Stored records
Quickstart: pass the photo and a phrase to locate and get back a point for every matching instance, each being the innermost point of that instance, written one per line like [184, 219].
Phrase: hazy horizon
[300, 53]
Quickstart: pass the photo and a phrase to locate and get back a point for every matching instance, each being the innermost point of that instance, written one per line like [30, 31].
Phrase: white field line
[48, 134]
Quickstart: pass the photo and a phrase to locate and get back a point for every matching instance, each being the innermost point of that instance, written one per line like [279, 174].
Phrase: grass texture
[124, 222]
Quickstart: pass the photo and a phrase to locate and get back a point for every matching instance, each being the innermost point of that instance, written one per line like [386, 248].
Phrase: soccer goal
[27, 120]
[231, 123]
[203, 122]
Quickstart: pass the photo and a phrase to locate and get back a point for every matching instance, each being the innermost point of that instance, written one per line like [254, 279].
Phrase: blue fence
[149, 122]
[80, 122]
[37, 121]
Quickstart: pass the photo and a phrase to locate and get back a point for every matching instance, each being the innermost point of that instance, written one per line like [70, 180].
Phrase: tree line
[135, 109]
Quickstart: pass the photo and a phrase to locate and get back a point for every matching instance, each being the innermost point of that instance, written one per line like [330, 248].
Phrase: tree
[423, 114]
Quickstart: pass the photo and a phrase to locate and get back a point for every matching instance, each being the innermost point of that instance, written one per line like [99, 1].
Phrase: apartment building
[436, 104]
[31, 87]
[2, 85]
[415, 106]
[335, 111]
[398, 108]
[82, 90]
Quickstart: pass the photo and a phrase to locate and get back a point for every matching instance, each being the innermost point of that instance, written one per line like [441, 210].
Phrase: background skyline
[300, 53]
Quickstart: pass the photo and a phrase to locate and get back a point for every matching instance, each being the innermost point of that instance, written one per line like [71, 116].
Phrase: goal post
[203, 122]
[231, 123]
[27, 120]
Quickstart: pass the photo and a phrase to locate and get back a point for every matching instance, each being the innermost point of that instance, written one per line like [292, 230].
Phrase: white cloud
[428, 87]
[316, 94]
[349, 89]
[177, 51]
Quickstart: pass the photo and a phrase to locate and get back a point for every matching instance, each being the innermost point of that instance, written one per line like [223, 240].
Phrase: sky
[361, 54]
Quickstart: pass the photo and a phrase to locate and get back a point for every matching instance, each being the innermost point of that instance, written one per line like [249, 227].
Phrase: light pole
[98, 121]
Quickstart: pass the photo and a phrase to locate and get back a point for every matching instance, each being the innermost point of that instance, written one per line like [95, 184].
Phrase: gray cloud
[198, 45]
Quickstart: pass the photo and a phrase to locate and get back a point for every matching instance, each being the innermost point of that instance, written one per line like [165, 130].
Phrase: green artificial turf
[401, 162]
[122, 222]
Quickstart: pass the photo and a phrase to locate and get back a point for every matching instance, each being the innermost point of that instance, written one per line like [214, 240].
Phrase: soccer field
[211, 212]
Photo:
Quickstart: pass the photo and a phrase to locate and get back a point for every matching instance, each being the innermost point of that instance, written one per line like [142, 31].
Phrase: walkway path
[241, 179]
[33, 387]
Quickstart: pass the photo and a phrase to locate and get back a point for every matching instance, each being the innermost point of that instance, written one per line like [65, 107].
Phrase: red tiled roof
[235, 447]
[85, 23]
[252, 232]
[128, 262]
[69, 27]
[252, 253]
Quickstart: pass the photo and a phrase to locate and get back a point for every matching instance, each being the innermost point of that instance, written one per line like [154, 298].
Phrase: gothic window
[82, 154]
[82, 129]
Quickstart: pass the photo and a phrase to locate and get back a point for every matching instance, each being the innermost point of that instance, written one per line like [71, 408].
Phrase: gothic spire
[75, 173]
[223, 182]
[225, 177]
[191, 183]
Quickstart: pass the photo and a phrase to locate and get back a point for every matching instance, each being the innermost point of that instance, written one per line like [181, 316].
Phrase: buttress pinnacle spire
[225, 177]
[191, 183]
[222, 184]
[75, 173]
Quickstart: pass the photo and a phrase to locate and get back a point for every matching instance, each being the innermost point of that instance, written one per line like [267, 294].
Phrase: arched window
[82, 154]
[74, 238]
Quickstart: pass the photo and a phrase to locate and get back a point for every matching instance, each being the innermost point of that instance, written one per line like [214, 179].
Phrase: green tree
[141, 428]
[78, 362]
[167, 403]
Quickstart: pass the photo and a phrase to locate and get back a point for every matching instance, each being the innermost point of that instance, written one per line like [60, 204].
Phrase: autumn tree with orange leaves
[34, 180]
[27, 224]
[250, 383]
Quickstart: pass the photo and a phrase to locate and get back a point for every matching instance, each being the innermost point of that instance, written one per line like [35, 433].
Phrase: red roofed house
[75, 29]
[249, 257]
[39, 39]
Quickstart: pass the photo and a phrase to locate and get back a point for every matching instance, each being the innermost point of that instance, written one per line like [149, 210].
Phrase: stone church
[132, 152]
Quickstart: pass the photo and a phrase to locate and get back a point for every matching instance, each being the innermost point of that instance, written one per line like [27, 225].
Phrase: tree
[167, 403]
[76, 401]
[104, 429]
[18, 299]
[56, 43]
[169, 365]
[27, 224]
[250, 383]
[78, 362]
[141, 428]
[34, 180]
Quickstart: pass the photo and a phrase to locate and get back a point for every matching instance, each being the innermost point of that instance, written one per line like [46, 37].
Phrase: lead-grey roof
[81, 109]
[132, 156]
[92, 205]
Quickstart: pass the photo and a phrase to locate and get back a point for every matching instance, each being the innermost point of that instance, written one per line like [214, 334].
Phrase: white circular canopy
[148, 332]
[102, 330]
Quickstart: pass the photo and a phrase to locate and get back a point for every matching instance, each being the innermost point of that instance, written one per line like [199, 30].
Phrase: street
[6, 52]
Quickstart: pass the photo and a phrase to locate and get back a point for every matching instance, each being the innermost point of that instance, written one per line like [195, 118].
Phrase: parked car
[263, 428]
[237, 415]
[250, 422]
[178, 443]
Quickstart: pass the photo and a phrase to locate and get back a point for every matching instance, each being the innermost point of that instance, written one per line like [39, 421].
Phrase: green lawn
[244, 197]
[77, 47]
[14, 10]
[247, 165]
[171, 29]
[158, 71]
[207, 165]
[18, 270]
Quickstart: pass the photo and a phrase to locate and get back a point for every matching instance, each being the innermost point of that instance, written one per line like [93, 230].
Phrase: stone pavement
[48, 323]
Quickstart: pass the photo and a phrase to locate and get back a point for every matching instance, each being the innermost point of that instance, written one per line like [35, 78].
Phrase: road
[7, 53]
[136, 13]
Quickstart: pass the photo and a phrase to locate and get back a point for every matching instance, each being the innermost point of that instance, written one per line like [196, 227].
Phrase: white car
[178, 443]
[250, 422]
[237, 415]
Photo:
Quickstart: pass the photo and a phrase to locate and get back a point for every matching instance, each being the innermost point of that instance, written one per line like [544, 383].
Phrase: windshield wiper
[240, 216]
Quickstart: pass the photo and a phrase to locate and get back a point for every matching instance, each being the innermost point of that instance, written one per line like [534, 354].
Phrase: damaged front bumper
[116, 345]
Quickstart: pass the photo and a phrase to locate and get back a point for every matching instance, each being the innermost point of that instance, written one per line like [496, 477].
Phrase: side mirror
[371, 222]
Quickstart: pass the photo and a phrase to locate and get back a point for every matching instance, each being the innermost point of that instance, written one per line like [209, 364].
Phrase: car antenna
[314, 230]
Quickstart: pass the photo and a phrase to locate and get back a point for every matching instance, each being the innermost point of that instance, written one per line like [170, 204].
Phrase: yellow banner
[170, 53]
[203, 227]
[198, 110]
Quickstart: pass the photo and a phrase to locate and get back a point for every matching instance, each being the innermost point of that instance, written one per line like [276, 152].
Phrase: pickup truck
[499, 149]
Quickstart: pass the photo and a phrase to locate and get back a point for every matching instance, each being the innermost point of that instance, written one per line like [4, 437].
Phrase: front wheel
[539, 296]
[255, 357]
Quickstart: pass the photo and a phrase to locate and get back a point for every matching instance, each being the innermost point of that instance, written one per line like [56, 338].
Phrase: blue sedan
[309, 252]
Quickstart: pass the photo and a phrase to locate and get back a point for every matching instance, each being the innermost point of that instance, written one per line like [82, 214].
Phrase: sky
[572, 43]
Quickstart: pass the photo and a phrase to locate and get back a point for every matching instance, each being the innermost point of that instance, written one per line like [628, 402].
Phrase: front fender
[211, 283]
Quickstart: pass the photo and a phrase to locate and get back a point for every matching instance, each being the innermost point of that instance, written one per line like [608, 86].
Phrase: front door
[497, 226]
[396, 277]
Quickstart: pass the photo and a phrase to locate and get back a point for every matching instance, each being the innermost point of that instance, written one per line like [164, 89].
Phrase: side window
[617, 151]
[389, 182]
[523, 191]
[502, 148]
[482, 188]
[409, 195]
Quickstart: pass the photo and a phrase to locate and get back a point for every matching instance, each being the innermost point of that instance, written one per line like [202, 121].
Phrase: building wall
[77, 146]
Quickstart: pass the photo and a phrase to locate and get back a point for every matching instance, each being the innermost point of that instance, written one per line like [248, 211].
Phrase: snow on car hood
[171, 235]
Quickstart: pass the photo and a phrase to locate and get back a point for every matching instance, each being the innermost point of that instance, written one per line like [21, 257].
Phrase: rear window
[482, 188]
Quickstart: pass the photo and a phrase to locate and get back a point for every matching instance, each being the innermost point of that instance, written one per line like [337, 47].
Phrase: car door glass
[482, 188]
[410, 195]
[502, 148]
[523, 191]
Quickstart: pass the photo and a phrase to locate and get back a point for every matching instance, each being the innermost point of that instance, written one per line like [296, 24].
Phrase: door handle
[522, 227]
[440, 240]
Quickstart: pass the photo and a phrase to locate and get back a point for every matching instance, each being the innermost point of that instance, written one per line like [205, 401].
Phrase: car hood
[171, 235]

Problem details
When you reach the line with "Phrase: yellow banner" in the records above, start writing out lines exactly, and stop once the line with "like [164, 89]." has been written; include nothing else.

Solution below
Phrase: yellow banner
[170, 53]
[203, 227]
[198, 110]
Quickstart: pass the photo and a phrase to locate and get back a point for every matching instance, each being the innermost point of that instance, written one per line like [276, 152].
Phrase: pickup truck
[499, 149]
Quickstart: pass the photo and a phrase to locate and get back a point for every matching instance, each being the innermost point of that instance, written one per line like [4, 437].
Phrase: front wheel
[539, 296]
[255, 357]
Quickstart: pass the photo and a phrase to locate and get back a point for every matching instance, each being the innermost point of that instance, written one per line like [56, 338].
Phrase: blue sedan
[309, 252]
Quickstart: pass the photo and a phrase to locate and get back a point for every matching instance, each being the innermost point of that instance, written one per line like [82, 214].
Phrase: sky
[572, 43]
Quickstart: pass the photo and a phrase to locate and get back a point for every matching instance, each being the innermost point of that instance, written one per line like [628, 402].
Phrase: front fender
[211, 283]
Quickstart: pass the photo and a phrase to locate and get back a point for every matching instance, each being the innermost point of that instance, written one per line like [608, 86].
Phrase: front door
[497, 226]
[396, 277]
Quickstart: pass the photo and a phrase to locate and get back a point for every matching instance, each being the innermost point of that instance, written one per line like [164, 89].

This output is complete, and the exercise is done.